Copy out every line in the data below that contains the word "shirt".

___ Data lines ___

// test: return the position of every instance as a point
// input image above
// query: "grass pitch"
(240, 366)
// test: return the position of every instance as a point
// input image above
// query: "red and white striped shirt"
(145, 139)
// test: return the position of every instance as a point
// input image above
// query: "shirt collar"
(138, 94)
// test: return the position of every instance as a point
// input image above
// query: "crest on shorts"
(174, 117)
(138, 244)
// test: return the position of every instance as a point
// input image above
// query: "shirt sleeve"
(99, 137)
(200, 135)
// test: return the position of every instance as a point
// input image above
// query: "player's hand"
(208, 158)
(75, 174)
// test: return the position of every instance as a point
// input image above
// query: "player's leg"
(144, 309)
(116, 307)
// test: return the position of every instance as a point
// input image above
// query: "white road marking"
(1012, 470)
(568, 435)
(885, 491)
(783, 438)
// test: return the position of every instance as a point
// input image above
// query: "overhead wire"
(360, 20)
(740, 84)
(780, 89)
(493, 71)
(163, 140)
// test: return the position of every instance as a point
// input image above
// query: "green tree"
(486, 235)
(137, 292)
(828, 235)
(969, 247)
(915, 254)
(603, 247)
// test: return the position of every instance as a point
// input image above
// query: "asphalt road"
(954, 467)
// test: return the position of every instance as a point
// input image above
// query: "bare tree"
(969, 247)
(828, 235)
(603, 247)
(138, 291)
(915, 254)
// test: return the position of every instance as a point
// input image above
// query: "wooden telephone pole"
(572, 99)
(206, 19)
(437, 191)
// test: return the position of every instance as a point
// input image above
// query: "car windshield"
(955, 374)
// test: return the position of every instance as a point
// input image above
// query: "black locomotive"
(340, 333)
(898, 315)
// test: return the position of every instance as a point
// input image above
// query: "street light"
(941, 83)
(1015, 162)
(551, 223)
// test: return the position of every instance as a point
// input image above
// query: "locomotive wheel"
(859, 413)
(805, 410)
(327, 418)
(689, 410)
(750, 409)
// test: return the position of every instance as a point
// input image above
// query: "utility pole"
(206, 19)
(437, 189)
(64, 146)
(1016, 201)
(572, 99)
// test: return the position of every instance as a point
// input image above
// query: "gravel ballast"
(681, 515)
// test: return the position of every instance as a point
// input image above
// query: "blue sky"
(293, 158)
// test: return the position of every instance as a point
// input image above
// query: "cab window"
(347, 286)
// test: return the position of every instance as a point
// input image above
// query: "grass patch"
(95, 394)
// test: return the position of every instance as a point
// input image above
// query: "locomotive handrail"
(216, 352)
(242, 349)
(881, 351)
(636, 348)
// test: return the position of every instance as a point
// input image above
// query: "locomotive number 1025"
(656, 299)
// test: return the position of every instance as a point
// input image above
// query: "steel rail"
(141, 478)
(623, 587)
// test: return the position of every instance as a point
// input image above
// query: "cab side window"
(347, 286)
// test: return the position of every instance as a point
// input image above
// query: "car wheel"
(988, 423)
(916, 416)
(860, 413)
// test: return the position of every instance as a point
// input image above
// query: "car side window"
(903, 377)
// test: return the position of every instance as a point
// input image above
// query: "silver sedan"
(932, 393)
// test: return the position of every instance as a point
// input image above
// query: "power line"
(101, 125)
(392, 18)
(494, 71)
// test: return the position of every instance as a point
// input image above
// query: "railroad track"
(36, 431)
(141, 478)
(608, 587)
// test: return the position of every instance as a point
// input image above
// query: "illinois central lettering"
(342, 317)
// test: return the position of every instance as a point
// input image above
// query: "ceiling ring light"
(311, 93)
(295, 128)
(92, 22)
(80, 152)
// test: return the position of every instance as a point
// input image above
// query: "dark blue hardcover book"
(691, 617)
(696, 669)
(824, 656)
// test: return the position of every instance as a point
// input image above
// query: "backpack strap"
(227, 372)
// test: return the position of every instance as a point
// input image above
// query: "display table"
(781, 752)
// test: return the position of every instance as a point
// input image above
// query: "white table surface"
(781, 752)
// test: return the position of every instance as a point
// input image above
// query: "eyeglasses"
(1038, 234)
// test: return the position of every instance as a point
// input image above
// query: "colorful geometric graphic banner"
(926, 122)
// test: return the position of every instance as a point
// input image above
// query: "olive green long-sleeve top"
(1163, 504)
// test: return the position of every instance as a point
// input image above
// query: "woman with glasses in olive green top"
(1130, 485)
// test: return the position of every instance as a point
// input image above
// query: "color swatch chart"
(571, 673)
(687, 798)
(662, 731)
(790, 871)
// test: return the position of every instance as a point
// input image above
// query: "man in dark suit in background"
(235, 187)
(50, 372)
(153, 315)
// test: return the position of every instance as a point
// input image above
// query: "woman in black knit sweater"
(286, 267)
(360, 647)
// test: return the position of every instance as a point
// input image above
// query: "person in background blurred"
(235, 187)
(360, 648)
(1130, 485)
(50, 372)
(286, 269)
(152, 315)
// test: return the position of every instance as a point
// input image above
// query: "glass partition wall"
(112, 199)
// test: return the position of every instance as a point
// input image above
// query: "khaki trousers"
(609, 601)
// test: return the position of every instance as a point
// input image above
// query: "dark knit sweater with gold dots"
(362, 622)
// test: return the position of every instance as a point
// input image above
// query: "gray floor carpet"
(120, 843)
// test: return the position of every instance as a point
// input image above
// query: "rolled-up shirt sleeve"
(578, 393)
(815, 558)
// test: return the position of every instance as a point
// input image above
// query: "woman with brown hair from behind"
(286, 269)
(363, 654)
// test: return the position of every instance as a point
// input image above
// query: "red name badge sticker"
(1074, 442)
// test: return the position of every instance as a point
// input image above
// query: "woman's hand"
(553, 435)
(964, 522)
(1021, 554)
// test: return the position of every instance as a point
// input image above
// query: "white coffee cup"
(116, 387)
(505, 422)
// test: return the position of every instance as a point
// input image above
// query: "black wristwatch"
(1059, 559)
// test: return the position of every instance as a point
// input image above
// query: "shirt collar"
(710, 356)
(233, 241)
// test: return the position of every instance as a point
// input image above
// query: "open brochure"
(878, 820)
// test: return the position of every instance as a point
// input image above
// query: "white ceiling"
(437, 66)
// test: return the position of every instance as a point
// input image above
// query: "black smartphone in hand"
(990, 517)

___

-- Result of this exercise --
// query: "red and white striped shirt"
// query: "shirt collar"
// query: "shirt sleeve"
// query: "rolled-up shirt sleeve"
// query: "shirt collar"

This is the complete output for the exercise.